• WRITTEN INSTRUCTION
Please reproduce the records below word for word, beginning at the line that contains "green colander reside?" and stopping after the line that contains "[0,0,704,367]". Include both of those lines and nothing else.

• GIVEN DATA
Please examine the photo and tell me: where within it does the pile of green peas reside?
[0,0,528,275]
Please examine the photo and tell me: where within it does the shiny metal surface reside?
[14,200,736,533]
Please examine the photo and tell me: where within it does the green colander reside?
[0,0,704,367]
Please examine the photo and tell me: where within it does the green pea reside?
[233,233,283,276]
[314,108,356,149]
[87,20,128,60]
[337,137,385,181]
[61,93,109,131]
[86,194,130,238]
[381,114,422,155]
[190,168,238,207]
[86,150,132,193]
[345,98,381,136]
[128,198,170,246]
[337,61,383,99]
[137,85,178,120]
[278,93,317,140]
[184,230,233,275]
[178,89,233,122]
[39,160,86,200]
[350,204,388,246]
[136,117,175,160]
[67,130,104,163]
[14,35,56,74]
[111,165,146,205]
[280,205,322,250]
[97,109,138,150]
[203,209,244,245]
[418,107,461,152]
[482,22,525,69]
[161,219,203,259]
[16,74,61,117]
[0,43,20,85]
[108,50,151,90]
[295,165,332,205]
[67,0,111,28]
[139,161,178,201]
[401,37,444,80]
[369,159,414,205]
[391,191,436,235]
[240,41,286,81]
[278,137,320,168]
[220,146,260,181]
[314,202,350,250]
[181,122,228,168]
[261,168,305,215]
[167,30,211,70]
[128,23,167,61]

• SOLUTION BELOW
Please examine the photo and tell me: where within it does the green colander reside?
[0,0,704,367]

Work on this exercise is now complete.